* _BRIEF 1_
Decide whether each statement below agrees with the Summer League transcript. Answer yes or no for each, quoting the words of the transcript that settle it.
(a) Summer League is called a basketball family reunion.
(b) Players receive their per diem at the end of Summer League.
(c) At Summer League, people are easy to recognize at a glance.
* _BRIEF 2_
Answer these questions from the Summer League transcript.
(a) Which player's name comes right after "Who has thought of that?"
(b) What does the player on the cusp of the NBA say he is on?
(c) According to the lecture, what happens if the young men spend their whole per diem now?
* _BRIEF 3_
Pick up the Summer League transcript after its last line and continue it.

## start EXTRACT TO READ

Who has thought of that?
Who has thought of Joel Anthony?
Name of random.
But that's who you see at Summer League.
You just have a whole bunch of like you try not to stare,
but you're trying to figure out who this person is.
Oh, nigga, look, it's Ronnie Touria.
Yeah, yeah, right, right.
They're all, like, this is basketball family reunion.
It is, like, the best part of this weekend.
It's like, yeah, not.
It's because you see people, like you said that are on the cusp of being an NBA player.
Like, yo, I'm on a, I'm on a practice squad.
And then you see motherfuckers that have commercials.
Yes.
Trying to blend in, like, with the common folk.
And number three, which is, and I've heard people talk about this many times,
that when the guys come in for Summer League,
they give you, in many cases, the per diem up front.
And the lecture is given to these very young men.
This is your whole entire per diem.
If you spend it all now, you're not going to have any money to eat.

## end EXTRACT TO READ
## start ITEMS

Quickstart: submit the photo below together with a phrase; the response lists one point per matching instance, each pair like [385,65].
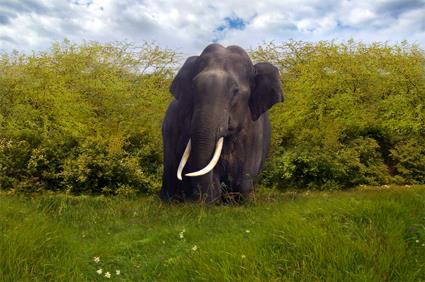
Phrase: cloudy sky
[187,26]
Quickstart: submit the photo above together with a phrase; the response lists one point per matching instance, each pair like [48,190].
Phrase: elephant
[216,132]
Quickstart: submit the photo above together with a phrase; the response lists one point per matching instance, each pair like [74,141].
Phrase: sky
[188,26]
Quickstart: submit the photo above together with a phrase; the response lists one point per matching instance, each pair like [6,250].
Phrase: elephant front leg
[244,188]
[207,188]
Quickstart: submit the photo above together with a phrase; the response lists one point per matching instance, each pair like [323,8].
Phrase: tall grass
[372,235]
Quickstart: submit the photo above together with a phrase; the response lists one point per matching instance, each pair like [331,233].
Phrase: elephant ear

## end ITEMS

* _EXERCISE RESULT 1_
(a) Yes: "this is basketball family reunion."
(b) No: "they give you, in many cases, the per diem up front."
(c) No: "you're trying to figure out who this person is."

* _EXERCISE RESULT 2_
(a) Joel Anthony
(b) A practice squad
(c) They won't have any money to eat.

* _EXERCISE RESULT 3_
Da-da-da-da-da-da.
And of course, invariably, there's somebody who messes up
and blows the whole thing.
But I was sitting at a table, man, this was like a couple of years ago.
And I watched this dude.
He had to be no more than 22 years old.
and he definitely put his literal last $25 on the table
to play one single solitary hand of blackjack.
And it was not a crispy 20 that he pulled out.
That's the 21.
Like that thing had been through the laundry,
it had made some moves, and I'm watching him
as he puts this money down and he asked for this chip.
And I'm looking at the dealer like, come on, man, you can't do this.
Right?
There's no way in the world.
He was at the table for 15 seconds tops.
But he just felt like, hey, man, I'm in, you know,
I'm in Las Vegas.
I'm an NBA player for a couple of days.
And he had $25 worth of fun.
And $25 worth of fun in Las Vegas is no fun.
It's not fun at all.
Also, I'm over here ready to judge.
But I'm like, you give a 20-year-old Morrow
talking about, yo, here's a couple,
here's a couple G's.
Here's your per diem.
Don't blow it all the ones.
Bro, you know how much atmosphere models is I have?
You know what I'm saying?
And y'all are like, what the fuck?
Amisphere models?
What is that?
That's prostitution.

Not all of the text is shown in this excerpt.